» Passage
When I enter a bookstore or scroll through Amazon, I immediately beeline to the “Self-Help” section. Telling myself that I always have room to grow, books on “Time Managment”, “Decluttering”, and “Productivity” draw me in. Yet, in real life, the times I’ve felt most fulfilled are when I’ve helped others in my life. Whether that be writing something helpful on the blog, tutoring students, or supporting my friends on their fitness commitments, I’ve reframed my life to trade asking How can I help myself? to How can I help others?.
Trade asking How can I help myself? to How can I help others?
I put myself first to serve others
There seem to be two groups of people in modern society: 1) The Me-Generation, who celebrate individualism and personal success, and 2) Social critics who roll their eyes when they read paragraphs filled with “I"s. Those who praise individualism champion personal development and non-stop personal enhancement, while those in the second camp yearn for more societal collectivism. Both camps have valid points, but in life, I prefer to tread a middle-ground.

» How to complete this task
Carry on the essay about helping others rather than oneself, starting after its last sentence.

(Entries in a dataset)
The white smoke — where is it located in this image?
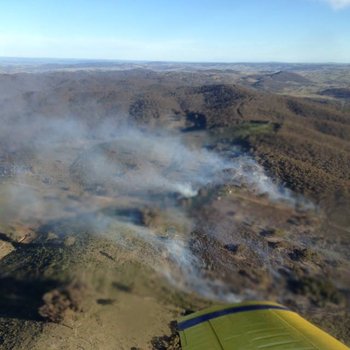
[0,118,306,301]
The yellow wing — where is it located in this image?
[178,302,349,350]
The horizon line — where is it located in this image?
[0,56,350,65]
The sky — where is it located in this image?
[0,0,350,63]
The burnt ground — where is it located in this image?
[0,65,350,349]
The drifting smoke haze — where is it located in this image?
[0,118,306,301]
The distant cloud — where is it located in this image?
[323,0,350,10]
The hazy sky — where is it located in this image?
[0,0,350,62]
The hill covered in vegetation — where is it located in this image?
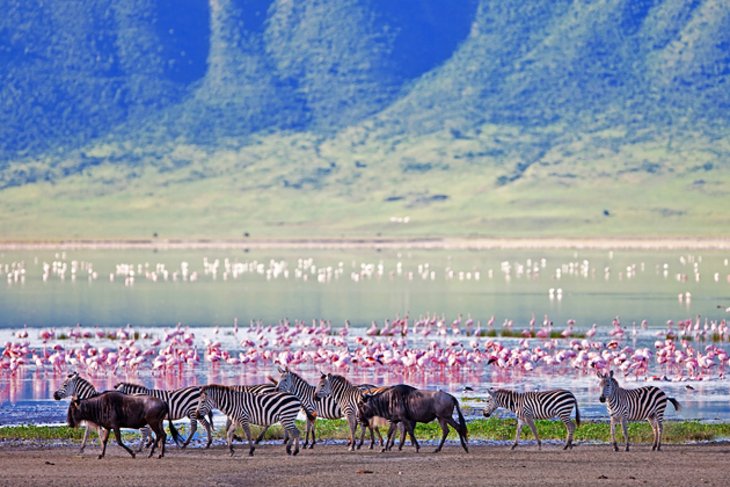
[0,0,730,240]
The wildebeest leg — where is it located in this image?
[148,421,167,458]
[180,411,196,450]
[347,415,357,451]
[433,418,449,453]
[445,416,469,453]
[401,420,421,453]
[380,421,396,452]
[99,430,109,460]
[114,428,136,458]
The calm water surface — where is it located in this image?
[0,250,730,424]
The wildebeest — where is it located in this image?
[67,391,177,458]
[358,384,469,453]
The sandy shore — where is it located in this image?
[0,237,730,250]
[0,441,730,487]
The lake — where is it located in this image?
[0,249,730,424]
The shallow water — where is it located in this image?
[0,251,730,425]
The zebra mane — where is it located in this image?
[489,389,520,408]
[329,374,353,387]
[114,382,147,391]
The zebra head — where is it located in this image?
[314,372,332,400]
[482,389,499,418]
[598,370,618,402]
[53,372,79,401]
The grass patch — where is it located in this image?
[8,418,730,444]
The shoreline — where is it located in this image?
[0,237,730,250]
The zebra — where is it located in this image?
[53,372,106,453]
[598,371,682,451]
[114,382,213,448]
[314,373,370,451]
[198,384,302,456]
[276,367,344,449]
[483,389,580,450]
[218,384,288,445]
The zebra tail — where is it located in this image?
[454,398,469,440]
[167,416,183,445]
[667,397,682,411]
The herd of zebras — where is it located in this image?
[53,367,680,455]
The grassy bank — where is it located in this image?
[5,418,730,443]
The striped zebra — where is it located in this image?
[314,374,370,451]
[598,371,682,451]
[483,389,580,450]
[114,382,213,448]
[53,372,107,453]
[198,384,302,456]
[222,384,288,445]
[276,367,342,449]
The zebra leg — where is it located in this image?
[621,418,629,451]
[510,417,524,450]
[563,418,575,450]
[181,416,200,450]
[241,421,256,457]
[433,418,449,453]
[357,421,366,450]
[114,428,136,458]
[526,416,542,450]
[98,430,109,460]
[79,424,90,453]
[611,416,618,451]
[195,417,213,448]
[226,418,239,456]
[282,422,299,456]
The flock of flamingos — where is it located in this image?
[0,310,730,380]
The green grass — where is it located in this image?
[8,418,730,443]
[0,127,730,241]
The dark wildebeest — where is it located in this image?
[358,384,469,453]
[67,391,177,458]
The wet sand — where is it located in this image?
[0,440,730,487]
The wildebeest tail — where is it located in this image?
[667,397,682,411]
[452,396,469,440]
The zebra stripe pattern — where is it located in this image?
[276,367,342,449]
[198,385,302,456]
[483,389,580,450]
[220,384,280,445]
[598,371,681,451]
[114,382,213,448]
[315,374,363,451]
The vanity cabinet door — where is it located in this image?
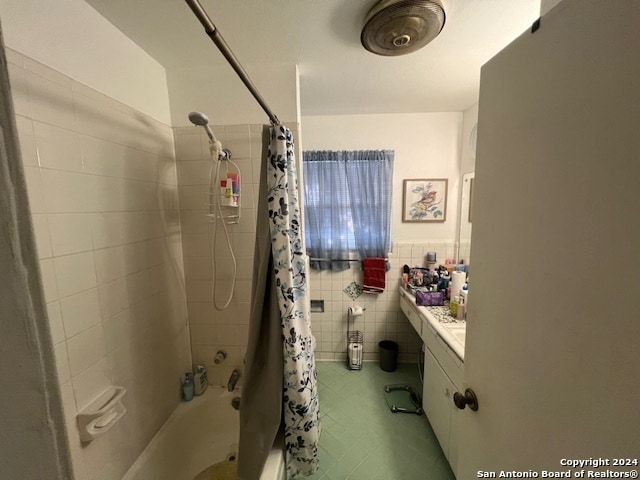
[422,348,457,464]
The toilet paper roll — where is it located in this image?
[451,272,467,298]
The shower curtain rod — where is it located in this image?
[185,0,280,125]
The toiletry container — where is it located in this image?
[449,295,460,317]
[193,365,209,395]
[182,372,194,402]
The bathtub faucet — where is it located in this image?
[227,369,240,392]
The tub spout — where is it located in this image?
[227,369,240,392]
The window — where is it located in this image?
[302,150,394,271]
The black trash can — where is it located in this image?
[378,340,398,372]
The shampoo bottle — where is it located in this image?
[182,372,193,402]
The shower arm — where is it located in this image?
[185,0,280,125]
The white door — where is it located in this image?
[457,0,640,480]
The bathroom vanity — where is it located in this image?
[400,287,466,474]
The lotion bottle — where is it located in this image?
[182,372,194,402]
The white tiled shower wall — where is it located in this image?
[174,124,300,385]
[309,242,456,362]
[6,49,190,480]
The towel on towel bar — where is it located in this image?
[362,258,387,293]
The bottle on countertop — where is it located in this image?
[182,372,194,402]
[456,298,466,320]
[449,295,460,318]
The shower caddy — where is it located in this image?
[207,148,242,225]
[347,308,364,370]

» Result below
Whether I make big decisions, handle difficult conversations, or prioritise my tasks, I heavily rely on my personal preferences and abilities. These self-oriented goals nevertheless help me in my mission: seeing those around me thrive and get better. A great example is when I spent time teaching my mom how to ride a bike. This problem rings a bell to many first-generation immigrants. My mom and dad taught me how to ride a bicycle, yet they had no clue how to pedal. So when my mom approached me to learn, we made a pact to practice riding every day. After many falls, wrong turns, and sudden brakes, I cheered her on as my mom progressed.
The critical point in this story is that to help my mom, I needed to learn how to bike first. This brings me to my point: to be of use, and genuinely support those around us to thrive, we need to put ourselves first. This can be in any field. Learning a new language lacks value unless we use it to help others understand what we say. Reading books for the sake of reading may help us improve our vocabulary, but there’s vast value in sharing our reading insights with others.
Intersecting Business and Service
Service-oriented missions can drive businesses to innovate in new directions. People seem to have this false dichotomy: We think making a profit is entirely selfish, while time spent volunteering is praiseworthy. Yet there are tangible examples of businesses serving others, improving their lives, while still making a profit.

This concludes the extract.